*** Opening Exercise materials ***

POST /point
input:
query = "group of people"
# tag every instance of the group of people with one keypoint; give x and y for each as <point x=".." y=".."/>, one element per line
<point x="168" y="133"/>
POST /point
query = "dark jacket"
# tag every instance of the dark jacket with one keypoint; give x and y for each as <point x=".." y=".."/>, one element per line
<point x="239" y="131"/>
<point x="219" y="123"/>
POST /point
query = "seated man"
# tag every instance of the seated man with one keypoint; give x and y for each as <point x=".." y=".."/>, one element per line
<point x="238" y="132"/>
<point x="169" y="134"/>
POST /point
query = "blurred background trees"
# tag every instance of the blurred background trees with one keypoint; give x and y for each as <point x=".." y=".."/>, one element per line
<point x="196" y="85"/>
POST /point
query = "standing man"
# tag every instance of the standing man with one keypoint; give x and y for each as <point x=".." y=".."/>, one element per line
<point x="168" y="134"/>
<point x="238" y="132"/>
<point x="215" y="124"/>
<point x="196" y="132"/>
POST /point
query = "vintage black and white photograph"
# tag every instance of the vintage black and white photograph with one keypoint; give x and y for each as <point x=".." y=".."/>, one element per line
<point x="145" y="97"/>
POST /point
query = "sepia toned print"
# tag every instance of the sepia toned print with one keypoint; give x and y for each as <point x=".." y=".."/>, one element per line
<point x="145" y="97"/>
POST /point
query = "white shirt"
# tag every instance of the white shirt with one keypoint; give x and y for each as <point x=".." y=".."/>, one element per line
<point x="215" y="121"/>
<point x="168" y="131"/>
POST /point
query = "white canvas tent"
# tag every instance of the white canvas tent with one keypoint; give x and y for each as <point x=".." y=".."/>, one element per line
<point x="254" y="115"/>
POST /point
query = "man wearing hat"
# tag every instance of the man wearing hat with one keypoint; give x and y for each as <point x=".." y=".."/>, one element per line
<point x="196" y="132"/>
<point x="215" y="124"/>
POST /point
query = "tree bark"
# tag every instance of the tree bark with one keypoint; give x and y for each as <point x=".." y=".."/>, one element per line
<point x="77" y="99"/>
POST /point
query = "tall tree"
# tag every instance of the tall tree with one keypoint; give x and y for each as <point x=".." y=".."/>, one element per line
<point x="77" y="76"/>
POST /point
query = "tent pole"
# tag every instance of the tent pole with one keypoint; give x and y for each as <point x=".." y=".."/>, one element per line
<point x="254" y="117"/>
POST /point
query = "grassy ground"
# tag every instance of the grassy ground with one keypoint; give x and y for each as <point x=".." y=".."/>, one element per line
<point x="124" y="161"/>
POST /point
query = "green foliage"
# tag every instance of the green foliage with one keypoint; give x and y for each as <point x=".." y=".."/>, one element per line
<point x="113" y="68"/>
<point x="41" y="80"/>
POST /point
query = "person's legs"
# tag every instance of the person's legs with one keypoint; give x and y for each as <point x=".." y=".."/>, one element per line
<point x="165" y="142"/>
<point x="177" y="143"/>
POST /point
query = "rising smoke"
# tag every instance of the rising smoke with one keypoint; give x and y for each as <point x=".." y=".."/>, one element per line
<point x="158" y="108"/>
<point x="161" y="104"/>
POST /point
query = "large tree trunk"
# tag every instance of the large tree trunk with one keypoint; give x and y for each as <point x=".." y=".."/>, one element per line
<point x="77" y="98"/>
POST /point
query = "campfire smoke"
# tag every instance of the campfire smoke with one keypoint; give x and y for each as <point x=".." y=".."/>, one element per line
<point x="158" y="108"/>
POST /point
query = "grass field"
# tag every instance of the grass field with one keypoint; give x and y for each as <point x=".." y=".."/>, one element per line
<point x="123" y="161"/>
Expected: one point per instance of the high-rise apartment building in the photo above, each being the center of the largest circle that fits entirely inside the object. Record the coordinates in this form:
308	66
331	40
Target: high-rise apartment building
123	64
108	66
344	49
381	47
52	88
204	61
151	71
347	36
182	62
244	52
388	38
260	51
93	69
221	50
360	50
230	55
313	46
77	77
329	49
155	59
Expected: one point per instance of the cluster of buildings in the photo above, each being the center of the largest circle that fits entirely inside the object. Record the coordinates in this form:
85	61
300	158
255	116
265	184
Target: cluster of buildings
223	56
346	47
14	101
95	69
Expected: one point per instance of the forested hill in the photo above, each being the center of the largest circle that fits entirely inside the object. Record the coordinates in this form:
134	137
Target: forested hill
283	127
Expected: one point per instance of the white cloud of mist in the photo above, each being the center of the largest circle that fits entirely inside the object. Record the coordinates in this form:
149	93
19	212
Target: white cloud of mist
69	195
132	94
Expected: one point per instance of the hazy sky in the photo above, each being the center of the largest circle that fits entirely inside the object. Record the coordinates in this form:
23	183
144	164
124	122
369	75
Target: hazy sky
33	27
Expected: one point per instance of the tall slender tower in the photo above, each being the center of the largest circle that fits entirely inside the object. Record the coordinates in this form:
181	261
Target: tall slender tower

*** Closing Exercise materials ***
*** Opening Exercise materials ***

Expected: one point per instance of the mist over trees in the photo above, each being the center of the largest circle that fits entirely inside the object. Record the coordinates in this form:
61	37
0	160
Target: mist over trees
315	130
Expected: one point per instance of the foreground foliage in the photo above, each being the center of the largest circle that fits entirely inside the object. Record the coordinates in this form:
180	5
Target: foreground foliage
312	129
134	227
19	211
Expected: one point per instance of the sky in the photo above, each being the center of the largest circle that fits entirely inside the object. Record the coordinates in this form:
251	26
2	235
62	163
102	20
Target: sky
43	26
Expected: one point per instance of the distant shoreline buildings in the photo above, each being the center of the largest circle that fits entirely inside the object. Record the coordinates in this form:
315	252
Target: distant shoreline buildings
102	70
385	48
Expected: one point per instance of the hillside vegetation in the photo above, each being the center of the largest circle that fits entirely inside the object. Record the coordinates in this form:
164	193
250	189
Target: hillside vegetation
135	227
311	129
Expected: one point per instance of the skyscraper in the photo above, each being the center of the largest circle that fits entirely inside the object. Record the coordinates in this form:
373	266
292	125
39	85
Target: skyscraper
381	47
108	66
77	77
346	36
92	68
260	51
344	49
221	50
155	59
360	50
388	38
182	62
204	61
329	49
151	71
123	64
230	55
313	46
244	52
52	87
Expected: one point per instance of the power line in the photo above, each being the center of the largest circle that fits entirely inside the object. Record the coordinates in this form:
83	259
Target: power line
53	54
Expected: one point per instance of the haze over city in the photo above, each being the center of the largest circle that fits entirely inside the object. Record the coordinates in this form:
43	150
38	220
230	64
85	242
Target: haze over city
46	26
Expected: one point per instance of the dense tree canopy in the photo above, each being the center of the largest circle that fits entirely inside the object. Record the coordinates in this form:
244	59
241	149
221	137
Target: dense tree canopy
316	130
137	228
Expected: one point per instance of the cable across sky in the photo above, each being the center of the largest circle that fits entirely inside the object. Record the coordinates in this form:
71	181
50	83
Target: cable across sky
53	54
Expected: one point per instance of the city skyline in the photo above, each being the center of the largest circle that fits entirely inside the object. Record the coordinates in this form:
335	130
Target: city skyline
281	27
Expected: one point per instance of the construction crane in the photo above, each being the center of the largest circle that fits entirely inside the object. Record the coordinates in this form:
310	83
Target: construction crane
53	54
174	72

*** Closing Exercise materials ***

• Assignment
How many lines in this listing contain "tower"? Give that number and stop.

• Task answer
2